• _EXERCISE DESCRIPTION_
Render each line of the data below as a JSON list of strings, with one string per line and blank lines left out.

______

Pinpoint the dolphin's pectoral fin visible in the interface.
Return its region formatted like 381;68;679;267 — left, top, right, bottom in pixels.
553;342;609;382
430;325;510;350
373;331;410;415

______

• _EXPECTED ANSWER_
[
  "Pinpoint the dolphin's pectoral fin visible in the interface.",
  "Return its region formatted like 381;68;679;267 — left, top, right, bottom in pixels.",
  "553;342;609;382",
  "430;325;510;350",
  "373;331;410;415"
]